> **TEXT FOR ANALYSIS**
Summary executions, enforced disappearances, mass arbitrary arrests, ill-treatment and torture of civilians for their political affiliations as well as rape continued at an alarming rate in the Democratic Republic of the Congo (DRC) in a climate of total impunity in the second half of 2006, according to the latest United Nations report on the issue.
All sides, from the armed forces (FARDC), National Intelligence Agency (ANR), Republican Guard (RG) and Congolese National Police (PNC) to the protection division of defeated presidential candidate Jean-Pierre Bemba and Rwandan Hutus, came in for censure even as the vast country marked a major landmark in its emergence from years of civil war and factional fighting with nationwide elections.
“Radical measures to address the DRC's ingrained culture of impunity are urgently needed,” the Human Rights Division of the UN mission in the DRC (MONUC) warns in the report, calling on the new Government and Parliament to curb the abuses and address their root causes as the DRC “enters an unprecedented and crucial historical period.”
Needed steps include the establishment of a credible human rights commission and an independent and impartial investigation of high-ranking FARDC officers suspected of committing serious violations of human rights and international humanitarian law. The vetting is essential to make the reform of the FARDC sustainable, the report notes, calling for “a zero tolerance policy.”
Although cases involving the FARDC decreased from 53 per cent of all abuses reported to the mission in the first half of 2006 to 40 per cent “the FARDC continued to be responsible for an alarming number of human rights violations, including mass killings of civilians, especially in [the eastern] Ituri District,” it says.
“The use of physical violence against civilians, including summary executions, beatings and rape, committed by soldiers of integrated and non-integrated brigades of the FARDC, continued to be widespread,” says the report, referring to units that have taken in former rebels.
Meanwhile, the number of abuses committed by the PNC increased in the second half of 2006 by 15 per cent. “Throughout the country, policemen continued to carry out arrests of civilians in flagrant abuse of their power and subject detainees to cruel, inhuman and degrading treatment,” it says, adding that police officers were responsible for three cases of mass rape in Equateur Province.
In the patchwork of factions, large portions of South Kivu province continued to be controlled by Hutu groups who fled neighbouring Rwanda after the Hutu genocide of Tutsis and moderate Hutus there in 1994 and repeatedly committed serious abuses in the DRC such as abductions, killings and rape. The presence of armed groups in areas of Katanga, North Kivu and Ituri also caused insecurity and led to abuses.
Sexual violence remained widespread throughout the country with some of the worst reports coming from Equateur and North Kivu, according to the report. Perpetrators were brought to justice in only a limited number of cases. The ratio of sexual violence cases committed by the PNC rose from 7 per cent of all cases in the first half of the year to 23 per cent.
The mission voices concern at the continued practice of appointing and promoting suspected human rights violators in the FARDC. “Not only does this completely undermine the fight against impunity, but it also perpetuates the cycle of violence by preserving or enhancing the power of human rights abusers and creates a feeling of frustration among the population,” it says.
Despite a handful of trials in the last six months of 2006, the vast majority of serious human rights violations were not prosecuted or even investigated.
In provinces with natural resources, such as diamond-mining areas of the Kasais, the casserite-rich territories of North Kivu or the gold mines of Katanga, the mission routinely received allegations of serious abuses implicating mostly the military and police, such as forced labour, torture, cruel, inhuman and degrading treatment and arbitrary arrests.
MONUC has overseen the DRC's transition from a six-year civil war that cost 4 million lives in fighting and attendant hunger and disease, widely considered the most lethal conflict in the world since World War II, to gradual stabilization, culminating in the first democratic elections in over four decades last year, the largest and most complex polls the UN has ever helped to organize.

Stored entries
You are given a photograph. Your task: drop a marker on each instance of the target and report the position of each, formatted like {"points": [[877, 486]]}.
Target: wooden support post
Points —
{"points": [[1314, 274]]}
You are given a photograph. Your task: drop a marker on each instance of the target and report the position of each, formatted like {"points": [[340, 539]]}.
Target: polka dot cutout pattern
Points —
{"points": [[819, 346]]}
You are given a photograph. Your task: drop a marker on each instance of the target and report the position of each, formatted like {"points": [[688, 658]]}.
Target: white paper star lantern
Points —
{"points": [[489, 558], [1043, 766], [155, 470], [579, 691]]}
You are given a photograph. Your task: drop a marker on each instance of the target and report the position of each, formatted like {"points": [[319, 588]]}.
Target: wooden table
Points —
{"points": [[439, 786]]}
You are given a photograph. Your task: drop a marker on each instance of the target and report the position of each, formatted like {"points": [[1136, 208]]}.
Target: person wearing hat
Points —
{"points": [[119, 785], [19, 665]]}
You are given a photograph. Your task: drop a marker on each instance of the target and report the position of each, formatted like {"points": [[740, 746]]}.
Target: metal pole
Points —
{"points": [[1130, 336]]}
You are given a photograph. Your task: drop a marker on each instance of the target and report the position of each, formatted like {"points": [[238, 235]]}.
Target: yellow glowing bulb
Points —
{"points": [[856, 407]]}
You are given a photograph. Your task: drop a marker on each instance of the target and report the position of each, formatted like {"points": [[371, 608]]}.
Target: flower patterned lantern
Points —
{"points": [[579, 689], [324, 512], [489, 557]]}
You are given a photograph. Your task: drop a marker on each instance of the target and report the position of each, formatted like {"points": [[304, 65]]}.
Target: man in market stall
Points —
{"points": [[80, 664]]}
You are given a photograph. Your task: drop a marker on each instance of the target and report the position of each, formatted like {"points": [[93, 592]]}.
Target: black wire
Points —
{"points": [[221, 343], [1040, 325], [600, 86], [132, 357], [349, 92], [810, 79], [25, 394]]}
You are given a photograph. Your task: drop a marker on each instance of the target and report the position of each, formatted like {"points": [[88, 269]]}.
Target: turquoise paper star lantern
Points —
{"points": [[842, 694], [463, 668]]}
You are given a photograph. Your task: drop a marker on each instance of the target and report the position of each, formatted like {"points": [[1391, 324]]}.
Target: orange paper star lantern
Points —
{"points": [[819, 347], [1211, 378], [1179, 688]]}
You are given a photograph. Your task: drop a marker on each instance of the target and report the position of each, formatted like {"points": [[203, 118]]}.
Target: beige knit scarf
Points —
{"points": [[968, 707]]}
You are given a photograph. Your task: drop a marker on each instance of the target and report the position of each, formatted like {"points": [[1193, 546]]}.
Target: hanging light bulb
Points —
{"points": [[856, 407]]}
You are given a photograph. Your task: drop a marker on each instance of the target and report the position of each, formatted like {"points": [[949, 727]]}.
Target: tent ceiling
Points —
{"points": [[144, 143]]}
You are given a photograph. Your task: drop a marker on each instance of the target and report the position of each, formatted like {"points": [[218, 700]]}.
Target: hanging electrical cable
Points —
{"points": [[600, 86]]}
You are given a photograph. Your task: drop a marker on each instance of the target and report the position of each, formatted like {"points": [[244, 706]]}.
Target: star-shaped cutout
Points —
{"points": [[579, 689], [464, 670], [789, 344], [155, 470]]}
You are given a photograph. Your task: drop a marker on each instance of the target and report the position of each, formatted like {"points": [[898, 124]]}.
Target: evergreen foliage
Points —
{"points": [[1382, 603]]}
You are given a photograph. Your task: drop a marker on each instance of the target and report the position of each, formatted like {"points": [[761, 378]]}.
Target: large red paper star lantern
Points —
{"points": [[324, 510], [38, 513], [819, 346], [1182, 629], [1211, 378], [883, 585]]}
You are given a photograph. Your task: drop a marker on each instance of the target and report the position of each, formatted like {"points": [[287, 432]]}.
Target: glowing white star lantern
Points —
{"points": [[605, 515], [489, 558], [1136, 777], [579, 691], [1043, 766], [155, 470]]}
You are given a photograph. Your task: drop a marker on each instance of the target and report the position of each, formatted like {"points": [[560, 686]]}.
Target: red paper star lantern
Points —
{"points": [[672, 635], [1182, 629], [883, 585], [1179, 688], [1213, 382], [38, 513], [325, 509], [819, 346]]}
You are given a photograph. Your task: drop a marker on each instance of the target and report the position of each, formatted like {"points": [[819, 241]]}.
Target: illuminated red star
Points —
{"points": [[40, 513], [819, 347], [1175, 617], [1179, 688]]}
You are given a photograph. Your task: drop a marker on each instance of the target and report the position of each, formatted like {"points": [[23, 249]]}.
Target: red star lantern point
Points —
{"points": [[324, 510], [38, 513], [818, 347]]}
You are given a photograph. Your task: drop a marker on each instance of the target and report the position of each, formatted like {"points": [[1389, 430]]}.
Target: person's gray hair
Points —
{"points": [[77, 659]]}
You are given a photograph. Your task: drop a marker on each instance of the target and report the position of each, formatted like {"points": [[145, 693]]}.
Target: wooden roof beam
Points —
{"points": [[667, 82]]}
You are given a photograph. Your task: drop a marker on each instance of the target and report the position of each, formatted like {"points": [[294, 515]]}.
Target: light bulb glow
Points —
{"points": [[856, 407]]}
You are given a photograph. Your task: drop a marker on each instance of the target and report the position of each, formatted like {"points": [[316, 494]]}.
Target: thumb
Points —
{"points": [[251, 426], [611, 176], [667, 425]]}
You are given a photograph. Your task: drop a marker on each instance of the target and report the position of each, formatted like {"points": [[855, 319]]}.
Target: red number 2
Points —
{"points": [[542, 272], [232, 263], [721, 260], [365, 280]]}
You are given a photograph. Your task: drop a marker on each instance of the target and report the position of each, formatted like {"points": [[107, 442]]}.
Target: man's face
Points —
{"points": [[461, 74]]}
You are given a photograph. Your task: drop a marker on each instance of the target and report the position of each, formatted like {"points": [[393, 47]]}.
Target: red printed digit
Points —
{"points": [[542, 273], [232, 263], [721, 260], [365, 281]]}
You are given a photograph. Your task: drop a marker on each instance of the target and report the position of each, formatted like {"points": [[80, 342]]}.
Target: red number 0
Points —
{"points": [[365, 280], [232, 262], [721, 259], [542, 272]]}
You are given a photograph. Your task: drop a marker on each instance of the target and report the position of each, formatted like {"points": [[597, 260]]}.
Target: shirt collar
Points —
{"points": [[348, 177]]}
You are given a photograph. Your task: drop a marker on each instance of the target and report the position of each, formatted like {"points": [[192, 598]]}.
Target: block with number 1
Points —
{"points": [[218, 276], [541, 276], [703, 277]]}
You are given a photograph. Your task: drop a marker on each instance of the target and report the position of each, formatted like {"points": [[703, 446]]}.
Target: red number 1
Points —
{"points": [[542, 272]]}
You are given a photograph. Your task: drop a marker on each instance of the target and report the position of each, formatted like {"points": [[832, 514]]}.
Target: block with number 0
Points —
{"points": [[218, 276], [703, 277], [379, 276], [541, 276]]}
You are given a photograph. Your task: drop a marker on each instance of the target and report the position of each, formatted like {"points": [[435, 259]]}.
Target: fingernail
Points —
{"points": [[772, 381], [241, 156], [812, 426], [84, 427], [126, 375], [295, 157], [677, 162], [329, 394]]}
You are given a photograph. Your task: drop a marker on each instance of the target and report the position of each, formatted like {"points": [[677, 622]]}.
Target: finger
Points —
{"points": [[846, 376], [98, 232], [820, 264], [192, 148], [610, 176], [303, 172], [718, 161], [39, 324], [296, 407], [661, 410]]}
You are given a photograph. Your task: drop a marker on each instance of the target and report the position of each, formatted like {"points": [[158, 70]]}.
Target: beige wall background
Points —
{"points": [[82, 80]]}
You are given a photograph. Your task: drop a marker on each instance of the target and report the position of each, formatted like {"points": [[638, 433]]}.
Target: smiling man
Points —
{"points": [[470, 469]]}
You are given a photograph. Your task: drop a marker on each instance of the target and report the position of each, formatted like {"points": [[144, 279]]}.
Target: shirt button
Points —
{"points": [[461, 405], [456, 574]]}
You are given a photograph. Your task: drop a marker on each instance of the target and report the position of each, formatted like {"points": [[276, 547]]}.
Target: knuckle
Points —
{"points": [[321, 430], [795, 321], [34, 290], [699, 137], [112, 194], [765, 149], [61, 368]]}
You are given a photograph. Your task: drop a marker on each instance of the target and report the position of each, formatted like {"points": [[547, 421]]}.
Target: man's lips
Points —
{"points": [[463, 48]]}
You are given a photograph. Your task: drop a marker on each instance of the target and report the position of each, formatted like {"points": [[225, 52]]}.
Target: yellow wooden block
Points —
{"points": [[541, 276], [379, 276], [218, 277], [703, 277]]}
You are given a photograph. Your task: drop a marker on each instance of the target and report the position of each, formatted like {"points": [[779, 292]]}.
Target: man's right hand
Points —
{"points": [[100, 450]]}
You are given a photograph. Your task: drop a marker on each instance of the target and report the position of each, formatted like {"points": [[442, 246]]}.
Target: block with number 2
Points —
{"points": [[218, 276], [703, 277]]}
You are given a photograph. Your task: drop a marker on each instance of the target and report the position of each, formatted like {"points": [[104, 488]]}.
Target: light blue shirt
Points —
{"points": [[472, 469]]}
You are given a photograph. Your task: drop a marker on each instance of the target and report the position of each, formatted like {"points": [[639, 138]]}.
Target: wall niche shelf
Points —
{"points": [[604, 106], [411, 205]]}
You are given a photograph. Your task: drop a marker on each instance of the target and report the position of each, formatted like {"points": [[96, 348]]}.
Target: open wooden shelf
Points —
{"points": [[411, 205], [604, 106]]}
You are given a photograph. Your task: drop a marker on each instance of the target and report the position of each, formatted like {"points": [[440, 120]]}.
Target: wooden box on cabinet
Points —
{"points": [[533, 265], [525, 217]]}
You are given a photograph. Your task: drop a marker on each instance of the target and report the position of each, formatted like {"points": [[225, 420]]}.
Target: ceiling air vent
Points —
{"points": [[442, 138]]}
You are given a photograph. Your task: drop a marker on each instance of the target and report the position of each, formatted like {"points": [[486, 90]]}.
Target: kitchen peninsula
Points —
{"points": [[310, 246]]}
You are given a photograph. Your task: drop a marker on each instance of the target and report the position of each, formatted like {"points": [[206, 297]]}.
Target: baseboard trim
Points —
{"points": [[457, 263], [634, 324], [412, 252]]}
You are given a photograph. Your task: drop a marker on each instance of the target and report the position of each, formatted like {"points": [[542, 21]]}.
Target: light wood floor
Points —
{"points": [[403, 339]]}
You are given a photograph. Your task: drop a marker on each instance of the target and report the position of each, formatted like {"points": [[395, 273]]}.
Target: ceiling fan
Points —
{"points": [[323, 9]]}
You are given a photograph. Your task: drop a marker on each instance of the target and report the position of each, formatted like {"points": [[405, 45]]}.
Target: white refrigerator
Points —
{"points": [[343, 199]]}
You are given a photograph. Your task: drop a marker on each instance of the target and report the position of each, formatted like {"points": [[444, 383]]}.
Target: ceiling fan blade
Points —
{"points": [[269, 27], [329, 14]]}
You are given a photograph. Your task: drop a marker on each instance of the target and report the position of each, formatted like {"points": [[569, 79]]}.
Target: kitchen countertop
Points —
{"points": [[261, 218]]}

> **TASKS**
(a) Decide whether each statement below agrees with the article on human rights abuses in the DRC, answering yes or no and quoting the words of the article that settle it.
(i) The share of reported abuses involving the FARDC fell from 53 per cent to 40 per cent.
(ii) Police officers were responsible for three cases of mass rape in North Kivu.
(iii) The share of sexual violence cases committed by the PNC rose to 23 per cent.
(b) Reproduce the stretch of the article on human rights abuses in the DRC from "Despite a handful" through "helped to organize.".

> **ANSWERS TO THIS EXERCISE**
(a)
(i) Yes: "decreased from 53 per cent of all abuses reported to the mission in the first half of 2006 to 40 per cent"
(ii) No: "police officers were responsible for three cases of mass rape in Equateur Province"
(iii) Yes: "rose from 7 per cent of all cases in the first half of the year to 23 per cent"

(b)
Despite a handful of trials in the last six months of 2006, the vast majority of serious human rights violations were not prosecuted or even investigated.
In provinces with natural resources, such as diamond-mining areas of the Kasais, the casserite-rich territories of North Kivu or the gold mines of Katanga, the mission routinely received allegations of serious abuses implicating mostly the military and police, such as forced labour, torture, cruel, inhuman and degrading treatment and arbitrary arrests.
MONUC has overseen the DRC's transition from a six-year civil war that cost 4 million lives in fighting and attendant hunger and disease, widely considered the most lethal conflict in the world since World War II, to gradual stabilization, culminating in the first democratic elections in over four decades last year, the largest and most complex polls the UN has ever helped to organize.